◆ Instruction ◆
Copy out the material below with every "Target" renamed to "Object" and nothing else altered, omitting the pictures.

A block of data:

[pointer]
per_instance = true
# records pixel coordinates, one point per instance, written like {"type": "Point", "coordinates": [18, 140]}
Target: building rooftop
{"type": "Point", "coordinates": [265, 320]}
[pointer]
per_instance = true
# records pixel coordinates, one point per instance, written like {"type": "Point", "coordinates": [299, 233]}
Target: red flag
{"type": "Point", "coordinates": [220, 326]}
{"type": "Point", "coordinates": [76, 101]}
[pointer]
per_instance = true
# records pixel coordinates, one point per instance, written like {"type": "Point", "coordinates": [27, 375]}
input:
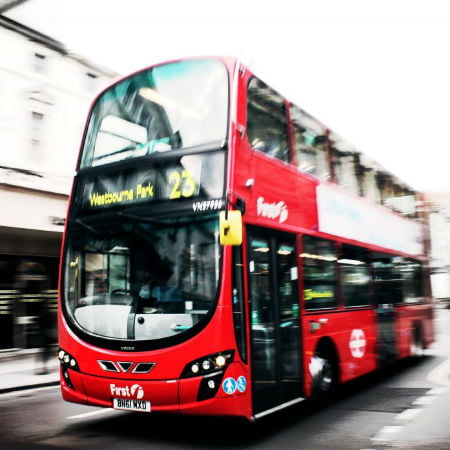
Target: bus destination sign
{"type": "Point", "coordinates": [125, 186]}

◆ Full response ◆
[pointer]
per_instance = true
# records pixel coordinates, one point per instance, written like {"type": "Point", "coordinates": [18, 140]}
Object: building rooftop
{"type": "Point", "coordinates": [265, 320]}
[pointer]
per_instance = true
# records pixel coordinates, one point per instance, written like {"type": "Point", "coordinates": [299, 233]}
Object: red flag
{"type": "Point", "coordinates": [220, 326]}
{"type": "Point", "coordinates": [76, 101]}
[pointer]
per_instance = true
# records pixel coordinates, one point per instance, written like {"type": "Point", "coordinates": [27, 375]}
input:
Object: bus destination sign
{"type": "Point", "coordinates": [125, 186]}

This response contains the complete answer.